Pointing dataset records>
▬▬▬
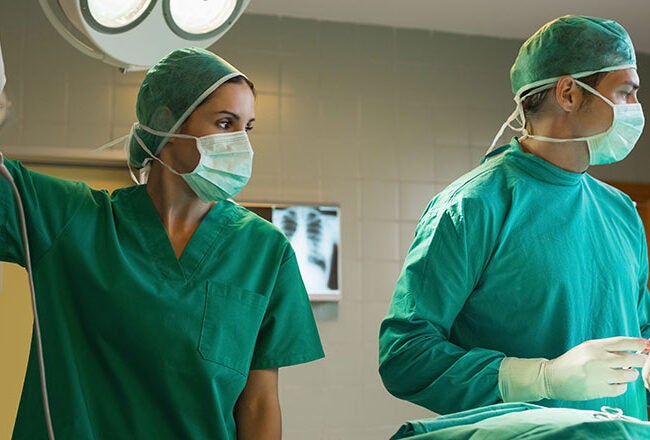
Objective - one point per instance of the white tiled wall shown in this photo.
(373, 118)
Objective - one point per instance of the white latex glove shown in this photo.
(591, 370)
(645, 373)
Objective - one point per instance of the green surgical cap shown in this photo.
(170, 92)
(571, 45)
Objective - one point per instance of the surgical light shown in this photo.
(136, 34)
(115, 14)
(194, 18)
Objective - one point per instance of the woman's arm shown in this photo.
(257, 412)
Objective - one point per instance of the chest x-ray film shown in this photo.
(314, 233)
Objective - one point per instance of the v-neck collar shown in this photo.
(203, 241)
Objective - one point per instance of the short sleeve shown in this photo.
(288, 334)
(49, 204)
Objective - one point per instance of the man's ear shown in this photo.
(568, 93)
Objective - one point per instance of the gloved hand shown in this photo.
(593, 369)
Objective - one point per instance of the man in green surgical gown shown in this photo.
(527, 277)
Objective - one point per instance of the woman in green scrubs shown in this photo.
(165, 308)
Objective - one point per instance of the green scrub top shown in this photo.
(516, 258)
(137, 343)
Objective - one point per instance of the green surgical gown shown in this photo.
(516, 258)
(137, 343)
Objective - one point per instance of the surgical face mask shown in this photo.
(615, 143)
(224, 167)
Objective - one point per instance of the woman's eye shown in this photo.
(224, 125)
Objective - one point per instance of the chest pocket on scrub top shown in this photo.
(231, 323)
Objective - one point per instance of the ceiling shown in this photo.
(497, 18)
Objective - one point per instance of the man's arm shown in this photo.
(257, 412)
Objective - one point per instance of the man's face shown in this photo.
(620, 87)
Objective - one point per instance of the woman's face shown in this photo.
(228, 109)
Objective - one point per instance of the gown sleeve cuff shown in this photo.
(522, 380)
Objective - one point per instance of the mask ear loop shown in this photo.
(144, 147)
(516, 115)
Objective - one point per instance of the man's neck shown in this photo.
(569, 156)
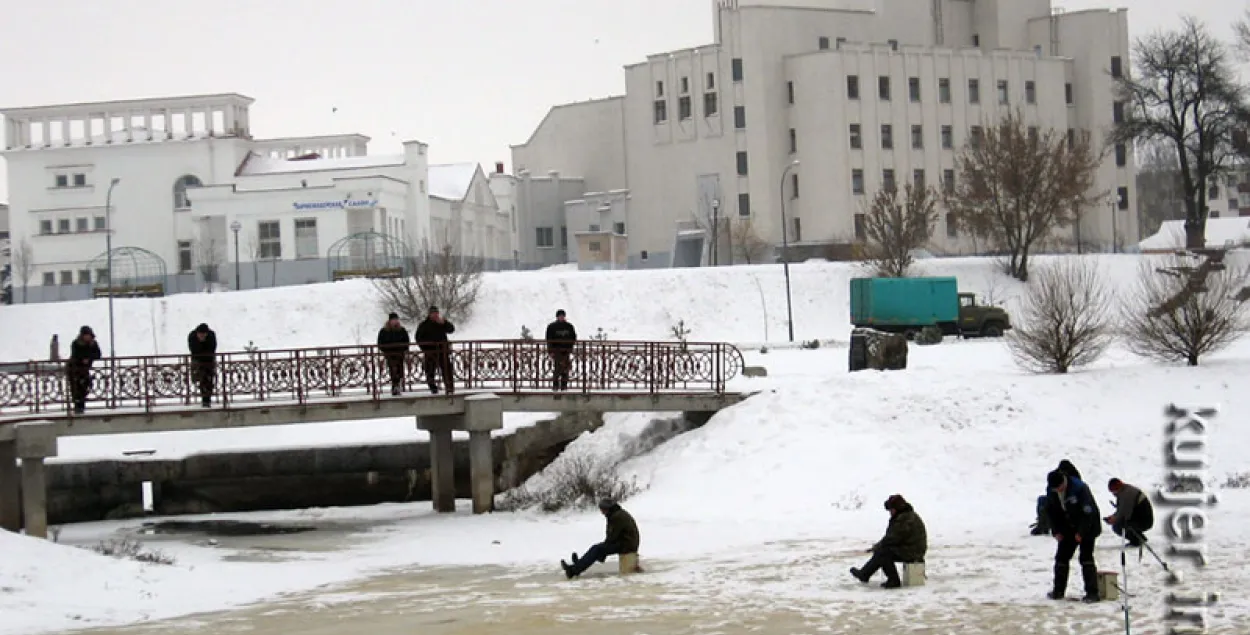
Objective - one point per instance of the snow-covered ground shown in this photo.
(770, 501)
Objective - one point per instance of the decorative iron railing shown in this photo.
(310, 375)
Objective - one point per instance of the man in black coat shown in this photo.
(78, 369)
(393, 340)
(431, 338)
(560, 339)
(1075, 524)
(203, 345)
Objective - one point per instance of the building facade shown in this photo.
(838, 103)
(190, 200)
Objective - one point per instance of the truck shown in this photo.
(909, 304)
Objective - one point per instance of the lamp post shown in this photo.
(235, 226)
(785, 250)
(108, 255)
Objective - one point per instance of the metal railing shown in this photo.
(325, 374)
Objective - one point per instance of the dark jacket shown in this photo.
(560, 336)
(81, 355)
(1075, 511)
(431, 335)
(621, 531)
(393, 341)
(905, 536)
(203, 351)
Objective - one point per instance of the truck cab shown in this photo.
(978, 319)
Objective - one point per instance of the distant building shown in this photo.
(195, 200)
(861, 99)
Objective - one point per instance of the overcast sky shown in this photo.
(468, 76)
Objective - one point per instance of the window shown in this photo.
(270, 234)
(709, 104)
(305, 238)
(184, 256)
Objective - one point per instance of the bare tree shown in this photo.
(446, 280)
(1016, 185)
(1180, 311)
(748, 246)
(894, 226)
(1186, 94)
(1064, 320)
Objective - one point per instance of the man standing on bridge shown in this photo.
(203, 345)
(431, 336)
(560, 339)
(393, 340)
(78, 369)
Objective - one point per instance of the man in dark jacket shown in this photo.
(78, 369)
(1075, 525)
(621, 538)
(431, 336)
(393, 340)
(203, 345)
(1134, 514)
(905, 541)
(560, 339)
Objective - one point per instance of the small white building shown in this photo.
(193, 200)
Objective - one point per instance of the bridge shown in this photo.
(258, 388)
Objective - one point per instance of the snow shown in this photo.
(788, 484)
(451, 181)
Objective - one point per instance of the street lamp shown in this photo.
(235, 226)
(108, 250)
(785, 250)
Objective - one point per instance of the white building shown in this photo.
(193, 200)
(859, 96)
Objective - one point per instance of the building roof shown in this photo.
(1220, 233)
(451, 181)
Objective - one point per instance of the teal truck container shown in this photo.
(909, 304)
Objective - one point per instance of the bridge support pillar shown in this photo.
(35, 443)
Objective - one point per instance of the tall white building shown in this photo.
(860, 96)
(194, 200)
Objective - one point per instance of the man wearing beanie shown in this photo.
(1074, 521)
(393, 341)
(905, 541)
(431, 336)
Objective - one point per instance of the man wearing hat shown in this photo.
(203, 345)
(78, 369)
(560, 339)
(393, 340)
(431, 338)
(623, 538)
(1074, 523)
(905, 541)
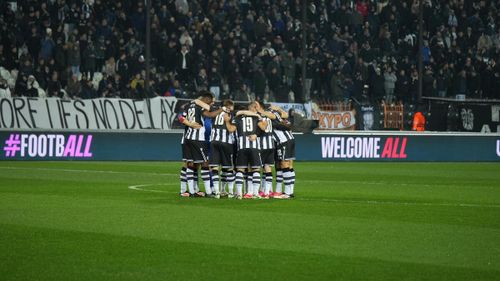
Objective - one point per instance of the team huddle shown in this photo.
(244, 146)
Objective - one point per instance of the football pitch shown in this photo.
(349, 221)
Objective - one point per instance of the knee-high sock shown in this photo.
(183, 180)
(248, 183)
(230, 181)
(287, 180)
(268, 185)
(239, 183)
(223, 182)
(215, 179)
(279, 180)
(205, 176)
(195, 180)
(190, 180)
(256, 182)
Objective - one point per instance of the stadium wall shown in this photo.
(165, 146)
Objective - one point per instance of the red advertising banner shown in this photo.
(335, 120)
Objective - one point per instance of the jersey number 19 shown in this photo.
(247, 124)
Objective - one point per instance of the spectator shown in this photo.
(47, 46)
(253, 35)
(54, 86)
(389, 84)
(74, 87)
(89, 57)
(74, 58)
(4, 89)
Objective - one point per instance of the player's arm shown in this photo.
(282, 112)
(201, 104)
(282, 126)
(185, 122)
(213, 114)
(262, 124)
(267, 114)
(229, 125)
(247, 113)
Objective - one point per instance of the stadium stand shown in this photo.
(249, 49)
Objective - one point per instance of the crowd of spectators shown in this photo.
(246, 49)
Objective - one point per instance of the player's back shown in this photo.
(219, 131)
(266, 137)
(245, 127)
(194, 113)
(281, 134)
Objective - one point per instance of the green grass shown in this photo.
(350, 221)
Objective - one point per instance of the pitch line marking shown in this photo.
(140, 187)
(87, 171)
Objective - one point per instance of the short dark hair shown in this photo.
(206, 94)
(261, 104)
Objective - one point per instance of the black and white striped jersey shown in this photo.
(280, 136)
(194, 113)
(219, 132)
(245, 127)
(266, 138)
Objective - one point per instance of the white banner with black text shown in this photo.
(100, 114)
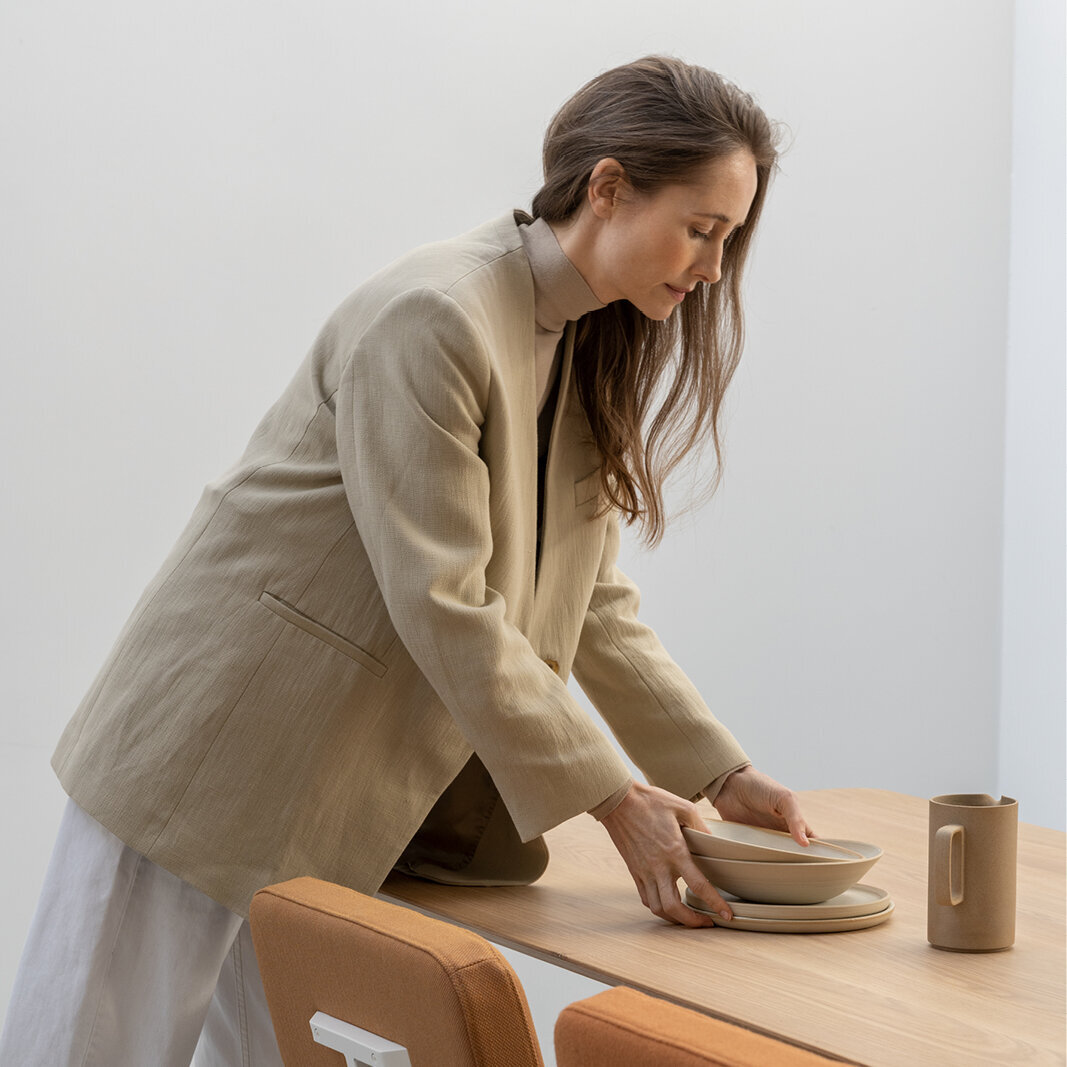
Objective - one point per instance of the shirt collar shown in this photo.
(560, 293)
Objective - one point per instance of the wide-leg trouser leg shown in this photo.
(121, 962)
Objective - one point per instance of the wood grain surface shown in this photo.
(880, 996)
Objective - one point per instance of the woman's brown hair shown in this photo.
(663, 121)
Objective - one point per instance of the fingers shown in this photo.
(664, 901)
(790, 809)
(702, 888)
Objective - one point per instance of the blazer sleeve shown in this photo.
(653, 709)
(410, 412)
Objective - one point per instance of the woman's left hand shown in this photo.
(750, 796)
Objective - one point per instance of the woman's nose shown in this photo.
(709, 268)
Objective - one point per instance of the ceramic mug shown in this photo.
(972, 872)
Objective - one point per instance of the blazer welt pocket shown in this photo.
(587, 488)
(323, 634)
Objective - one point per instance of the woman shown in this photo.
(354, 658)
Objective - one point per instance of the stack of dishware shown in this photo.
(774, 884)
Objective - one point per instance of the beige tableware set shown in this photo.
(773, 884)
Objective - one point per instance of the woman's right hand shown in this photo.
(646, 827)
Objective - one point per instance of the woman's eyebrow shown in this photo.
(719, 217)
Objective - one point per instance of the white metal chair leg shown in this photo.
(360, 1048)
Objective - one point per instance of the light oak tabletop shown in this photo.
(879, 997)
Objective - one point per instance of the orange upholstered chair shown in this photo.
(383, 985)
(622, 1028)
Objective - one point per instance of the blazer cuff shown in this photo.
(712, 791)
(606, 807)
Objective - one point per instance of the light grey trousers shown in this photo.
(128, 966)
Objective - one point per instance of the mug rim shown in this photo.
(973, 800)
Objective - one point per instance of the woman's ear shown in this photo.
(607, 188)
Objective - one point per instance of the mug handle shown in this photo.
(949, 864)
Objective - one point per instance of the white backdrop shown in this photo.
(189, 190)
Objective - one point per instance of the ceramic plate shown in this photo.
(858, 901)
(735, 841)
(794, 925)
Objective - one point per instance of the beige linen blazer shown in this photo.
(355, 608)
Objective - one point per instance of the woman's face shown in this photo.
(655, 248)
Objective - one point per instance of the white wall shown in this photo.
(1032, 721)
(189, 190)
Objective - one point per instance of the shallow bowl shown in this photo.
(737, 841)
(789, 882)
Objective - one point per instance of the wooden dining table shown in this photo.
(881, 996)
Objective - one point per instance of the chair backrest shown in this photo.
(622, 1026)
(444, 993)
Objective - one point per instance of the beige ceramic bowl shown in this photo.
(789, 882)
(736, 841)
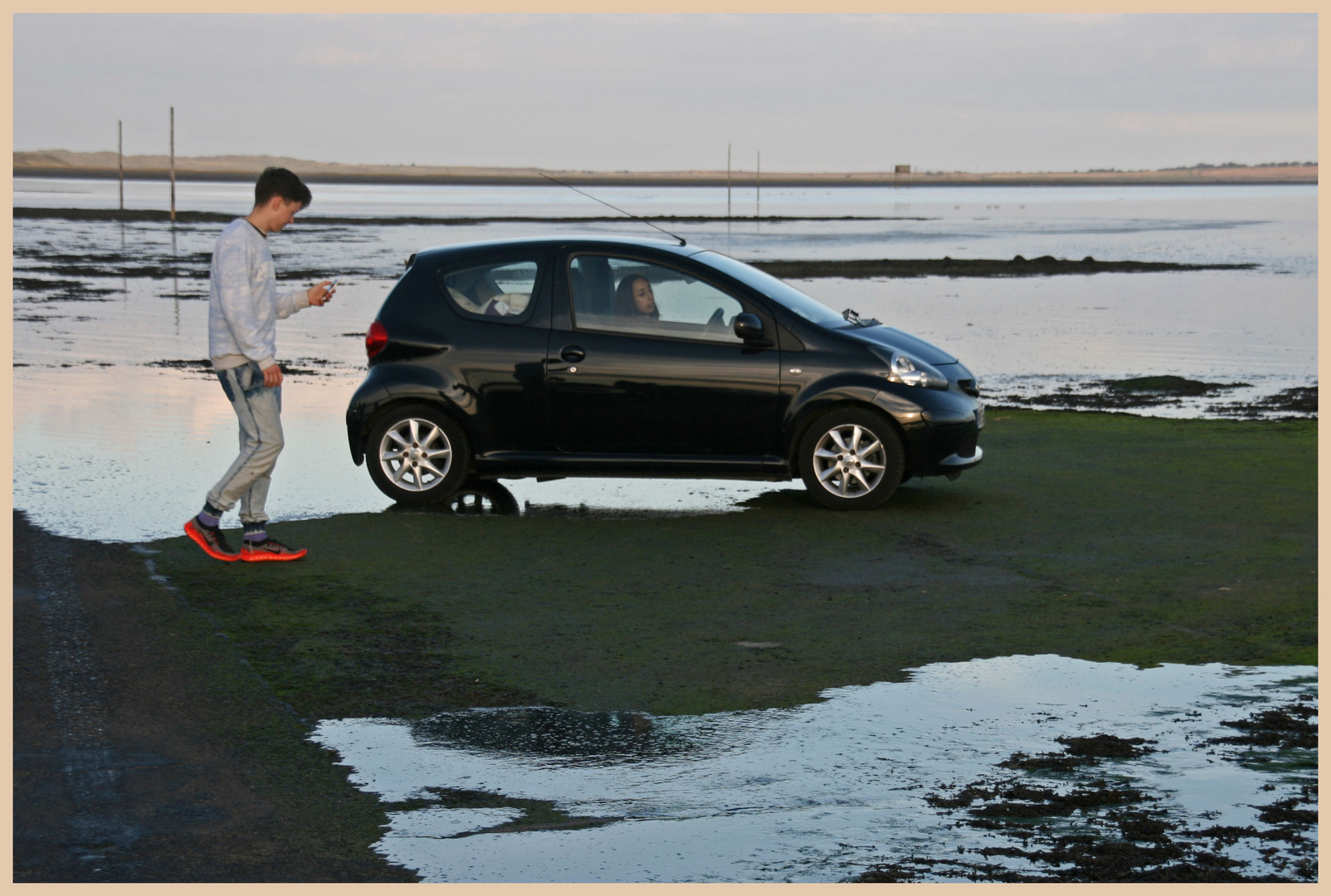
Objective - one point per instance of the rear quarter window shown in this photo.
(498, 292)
▬▬▬
In the copy, leave out all pictures, and retype exactly each line from the one with "Objective - one point per instance of the blazer welt" through the last line of the entries.

THE SOLUTION>
Objective - one point per instance of the blazer welt pocket shown in this photo.
(587, 488)
(323, 634)
Objective - one point per instance of the woman shown in this photo.
(354, 658)
Objective - one point per instance of the stack of dishware shown in this photo.
(774, 884)
Objective - one point per instance of the beige tableware set shown in this photo.
(773, 884)
Objective - one point per instance of the woman's right hand shown in this photo.
(646, 827)
Objective - one point per instance of the woman's eyebrow shown in this photo.
(719, 217)
Objective - one point per instance of the white metal chair leg shown in this photo.
(360, 1048)
Objective - one point per instance of the light oak tabletop shown in this photo.
(879, 997)
Objective - one point per instance of the orange upholstered chair shown in this photo.
(383, 985)
(622, 1028)
Objective - one point per instance of the blazer cuff shown in this photo.
(712, 791)
(606, 807)
Objective - one point per instance of the light grey trousers shown in this photo.
(128, 966)
Objective - one point per instance of the mug rim shown in this photo.
(973, 800)
Objective - one point per instance of the woman's ear shown in this photo.
(607, 188)
Objective - one point per instance of the mug handle shown in this photo.
(949, 864)
Objective - one point per instance of the white backdrop shown in this photo.
(189, 190)
Objective - one point per instance of the ceramic plate shown in this photo.
(858, 901)
(735, 841)
(794, 925)
Objective - one point per instance of the beige linen blazer shown in this photo.
(355, 608)
Objective - one point per instance of the woman's face shown in this photo.
(655, 248)
Objective - one point per instance of the white wall shown in this photo.
(1032, 721)
(189, 190)
Objective - one point per instance of the shallow bowl shown in this photo.
(737, 841)
(789, 882)
Objective - one point per instance of the wooden dining table shown in this photo.
(881, 996)
Objective - one point per instance of the chair backrest shown in this photo.
(622, 1026)
(444, 993)
Objective - one point per instance of the beige ceramic bowl shown in this photo.
(789, 882)
(736, 841)
Objective - one point per instance of the rear quarter window shown in this photo.
(498, 292)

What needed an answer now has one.